## ABOUT THIS EXERCISE
Omit all pictures. Quote the lines from the one with "the truck door" through the end of the listing below, exactly as they appear.
BEGIN RECORD SET
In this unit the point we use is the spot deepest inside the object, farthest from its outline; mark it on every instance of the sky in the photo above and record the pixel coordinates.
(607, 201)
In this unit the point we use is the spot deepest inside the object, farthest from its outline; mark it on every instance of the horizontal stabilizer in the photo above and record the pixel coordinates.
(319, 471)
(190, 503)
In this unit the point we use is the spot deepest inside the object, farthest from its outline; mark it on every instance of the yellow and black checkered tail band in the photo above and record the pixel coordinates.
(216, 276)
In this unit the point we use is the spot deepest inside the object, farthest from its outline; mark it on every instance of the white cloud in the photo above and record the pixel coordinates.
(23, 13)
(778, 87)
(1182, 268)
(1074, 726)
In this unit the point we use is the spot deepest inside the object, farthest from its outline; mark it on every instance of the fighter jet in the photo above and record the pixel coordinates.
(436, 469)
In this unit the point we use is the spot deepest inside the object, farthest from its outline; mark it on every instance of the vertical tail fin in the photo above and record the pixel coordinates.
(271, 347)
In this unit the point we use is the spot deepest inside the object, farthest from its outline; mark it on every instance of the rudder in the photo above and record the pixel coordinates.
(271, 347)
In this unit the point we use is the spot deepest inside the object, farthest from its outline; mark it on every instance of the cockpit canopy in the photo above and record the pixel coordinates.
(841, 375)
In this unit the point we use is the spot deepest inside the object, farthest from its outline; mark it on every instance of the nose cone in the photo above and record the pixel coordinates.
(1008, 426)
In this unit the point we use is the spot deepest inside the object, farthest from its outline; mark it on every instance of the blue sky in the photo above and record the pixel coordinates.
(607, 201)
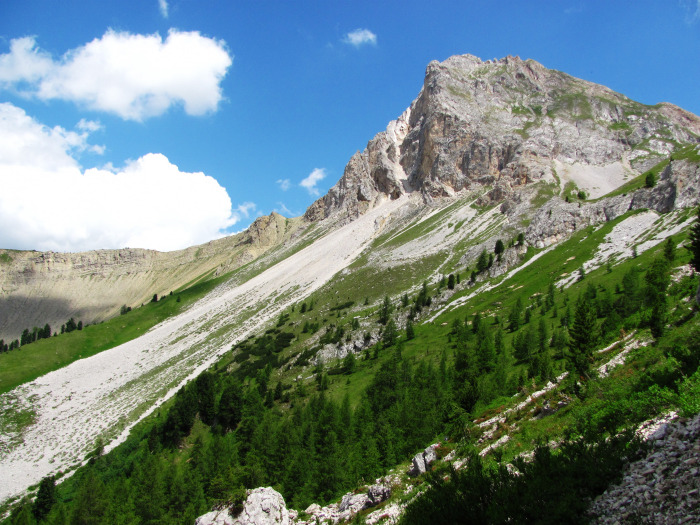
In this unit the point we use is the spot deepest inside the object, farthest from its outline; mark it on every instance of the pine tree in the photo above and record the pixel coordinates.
(385, 310)
(670, 250)
(483, 262)
(694, 245)
(45, 498)
(499, 249)
(410, 332)
(514, 319)
(389, 335)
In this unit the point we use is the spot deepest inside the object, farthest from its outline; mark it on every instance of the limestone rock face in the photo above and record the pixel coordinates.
(678, 187)
(264, 506)
(502, 124)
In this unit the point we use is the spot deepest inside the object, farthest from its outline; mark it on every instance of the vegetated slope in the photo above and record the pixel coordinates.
(63, 413)
(38, 288)
(272, 412)
(425, 199)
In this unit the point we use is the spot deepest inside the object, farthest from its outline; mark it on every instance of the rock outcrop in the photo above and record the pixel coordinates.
(422, 462)
(264, 506)
(678, 187)
(499, 125)
(663, 487)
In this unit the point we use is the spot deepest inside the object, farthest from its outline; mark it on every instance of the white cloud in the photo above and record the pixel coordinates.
(243, 210)
(163, 6)
(48, 202)
(283, 210)
(359, 37)
(132, 76)
(312, 180)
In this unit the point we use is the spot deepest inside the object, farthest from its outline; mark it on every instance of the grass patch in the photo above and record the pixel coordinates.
(46, 355)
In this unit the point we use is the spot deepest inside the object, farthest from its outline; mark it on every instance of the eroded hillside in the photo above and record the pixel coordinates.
(490, 151)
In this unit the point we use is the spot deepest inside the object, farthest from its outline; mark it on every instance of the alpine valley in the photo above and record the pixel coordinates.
(490, 318)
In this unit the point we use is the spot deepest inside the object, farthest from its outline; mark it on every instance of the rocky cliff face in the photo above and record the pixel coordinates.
(498, 125)
(38, 288)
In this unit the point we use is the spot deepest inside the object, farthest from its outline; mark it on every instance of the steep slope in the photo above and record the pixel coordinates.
(498, 125)
(440, 185)
(104, 395)
(38, 288)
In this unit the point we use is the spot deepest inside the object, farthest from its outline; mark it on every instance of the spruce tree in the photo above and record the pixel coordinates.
(389, 335)
(694, 245)
(583, 336)
(385, 310)
(482, 262)
(45, 498)
(410, 332)
(670, 250)
(514, 319)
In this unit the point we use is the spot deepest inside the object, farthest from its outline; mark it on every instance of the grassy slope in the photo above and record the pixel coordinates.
(43, 356)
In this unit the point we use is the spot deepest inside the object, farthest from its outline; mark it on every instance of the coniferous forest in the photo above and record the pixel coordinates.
(242, 424)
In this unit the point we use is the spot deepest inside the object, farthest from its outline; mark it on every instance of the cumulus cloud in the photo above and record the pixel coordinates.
(48, 202)
(283, 210)
(359, 37)
(132, 76)
(163, 6)
(312, 180)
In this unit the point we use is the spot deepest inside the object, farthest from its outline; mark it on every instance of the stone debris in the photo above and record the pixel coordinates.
(422, 461)
(663, 487)
(264, 506)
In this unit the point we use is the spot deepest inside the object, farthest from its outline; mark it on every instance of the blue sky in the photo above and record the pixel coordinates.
(167, 123)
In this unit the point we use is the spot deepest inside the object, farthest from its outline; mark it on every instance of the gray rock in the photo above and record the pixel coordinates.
(264, 506)
(422, 461)
(378, 493)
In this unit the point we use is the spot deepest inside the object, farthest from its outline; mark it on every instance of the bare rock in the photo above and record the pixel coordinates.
(264, 506)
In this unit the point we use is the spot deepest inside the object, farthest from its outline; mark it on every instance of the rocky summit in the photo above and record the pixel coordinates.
(504, 265)
(500, 125)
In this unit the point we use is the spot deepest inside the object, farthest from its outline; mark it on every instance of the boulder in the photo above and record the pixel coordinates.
(422, 461)
(264, 506)
(378, 493)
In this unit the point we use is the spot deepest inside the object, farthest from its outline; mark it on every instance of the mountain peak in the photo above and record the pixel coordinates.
(501, 124)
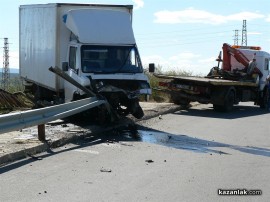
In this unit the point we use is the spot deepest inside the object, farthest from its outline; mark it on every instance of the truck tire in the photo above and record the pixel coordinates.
(229, 101)
(138, 114)
(264, 99)
(180, 101)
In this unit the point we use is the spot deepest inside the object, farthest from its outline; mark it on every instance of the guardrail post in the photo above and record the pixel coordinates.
(41, 132)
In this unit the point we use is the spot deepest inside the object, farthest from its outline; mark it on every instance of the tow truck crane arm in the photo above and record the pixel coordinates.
(229, 51)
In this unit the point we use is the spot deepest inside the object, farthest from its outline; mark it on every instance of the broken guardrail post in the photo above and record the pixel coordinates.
(41, 132)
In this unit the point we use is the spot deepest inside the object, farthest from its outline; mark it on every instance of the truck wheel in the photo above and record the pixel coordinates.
(264, 99)
(138, 114)
(229, 101)
(218, 108)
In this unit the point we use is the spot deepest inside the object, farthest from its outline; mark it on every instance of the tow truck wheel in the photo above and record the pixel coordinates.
(180, 101)
(264, 99)
(228, 104)
(136, 110)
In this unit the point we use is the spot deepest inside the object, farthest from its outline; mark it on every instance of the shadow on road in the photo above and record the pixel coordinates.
(238, 112)
(185, 142)
(131, 133)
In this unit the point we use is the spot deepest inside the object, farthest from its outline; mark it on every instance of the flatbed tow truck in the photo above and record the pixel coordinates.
(241, 78)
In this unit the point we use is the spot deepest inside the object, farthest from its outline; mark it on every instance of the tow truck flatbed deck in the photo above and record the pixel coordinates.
(212, 81)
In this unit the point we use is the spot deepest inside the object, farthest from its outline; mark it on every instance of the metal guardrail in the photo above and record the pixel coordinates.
(19, 120)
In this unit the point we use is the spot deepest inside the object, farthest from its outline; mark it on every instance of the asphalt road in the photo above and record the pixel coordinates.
(185, 156)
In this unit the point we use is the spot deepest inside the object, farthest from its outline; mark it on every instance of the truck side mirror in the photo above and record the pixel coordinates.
(152, 67)
(65, 66)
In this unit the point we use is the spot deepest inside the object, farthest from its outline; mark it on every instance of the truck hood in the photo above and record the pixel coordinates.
(96, 26)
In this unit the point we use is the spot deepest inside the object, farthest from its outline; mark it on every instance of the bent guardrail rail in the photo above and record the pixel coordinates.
(20, 120)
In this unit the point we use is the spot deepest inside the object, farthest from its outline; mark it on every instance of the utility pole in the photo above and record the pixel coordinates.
(236, 37)
(244, 33)
(5, 70)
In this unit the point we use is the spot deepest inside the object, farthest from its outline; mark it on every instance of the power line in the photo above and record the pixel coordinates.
(244, 33)
(236, 37)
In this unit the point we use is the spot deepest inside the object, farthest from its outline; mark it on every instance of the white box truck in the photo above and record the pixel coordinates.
(93, 44)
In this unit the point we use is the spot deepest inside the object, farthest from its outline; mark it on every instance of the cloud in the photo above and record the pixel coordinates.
(254, 33)
(191, 15)
(138, 4)
(268, 18)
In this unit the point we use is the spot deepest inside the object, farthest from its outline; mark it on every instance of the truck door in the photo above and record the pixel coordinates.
(73, 71)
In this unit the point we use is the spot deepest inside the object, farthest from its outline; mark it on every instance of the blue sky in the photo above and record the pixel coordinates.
(177, 34)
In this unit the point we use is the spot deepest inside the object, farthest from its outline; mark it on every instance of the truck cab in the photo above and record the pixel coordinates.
(93, 44)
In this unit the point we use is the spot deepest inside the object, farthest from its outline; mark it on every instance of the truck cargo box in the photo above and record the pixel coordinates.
(44, 39)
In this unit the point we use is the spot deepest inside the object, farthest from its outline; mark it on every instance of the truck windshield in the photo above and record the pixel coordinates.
(110, 59)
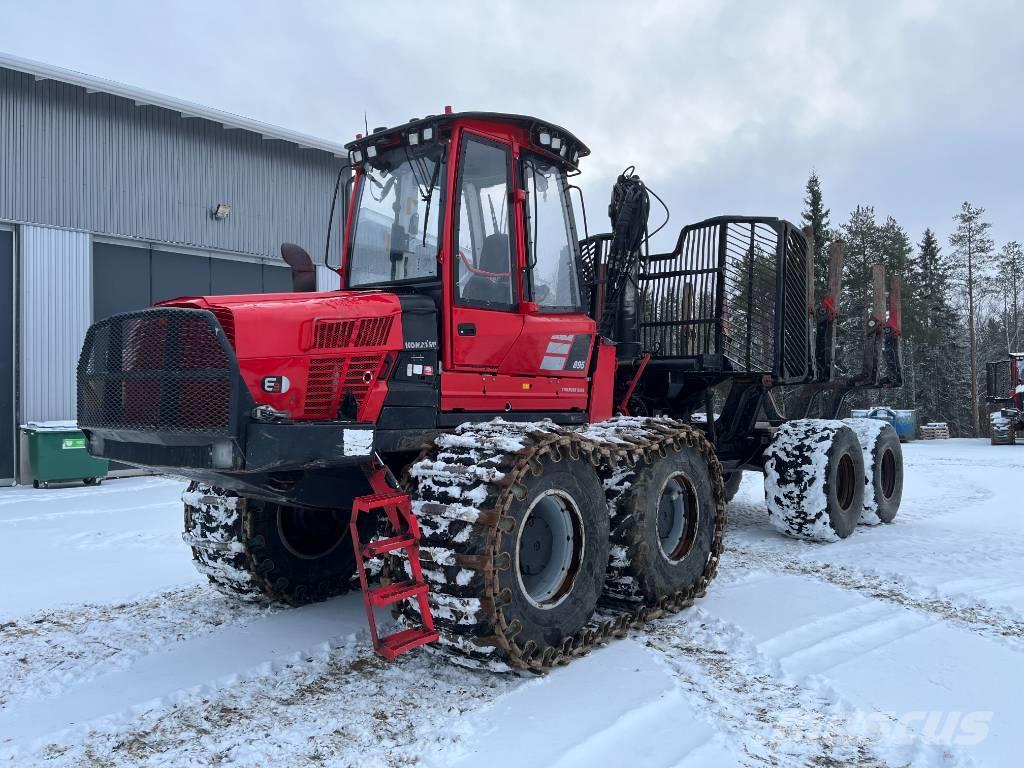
END RECORD SET
## RESULT OF THE EXERCISE
In this unit the point we use is the spot deepest inside the object, farthest from its outline; mark it on every instance of the truck door in the photo above and record the pixel coordinates.
(73, 71)
In this unit the point we use is the spot deepest inside the object, farthest from its outline; mark it on every instance of the blue sky in the photo above and record the pixel coordinates.
(177, 34)
In this unit the point we use is the spot deepest inside the object, farthest from its outline; mark it on every instance of the truck cab in the photo above and record the pixel coordinates.
(93, 44)
In this unit the point we use is the spot deepest inside the object, farthest from its outline; mark it on every instance of the truck cargo box in the photo above and record the pixel coordinates.
(44, 39)
In this unit the point we use is the spot deepest inside the object, farthest from its outline; mark it on every instance of the truck windshield in the photo above and record the pixel coordinates.
(110, 59)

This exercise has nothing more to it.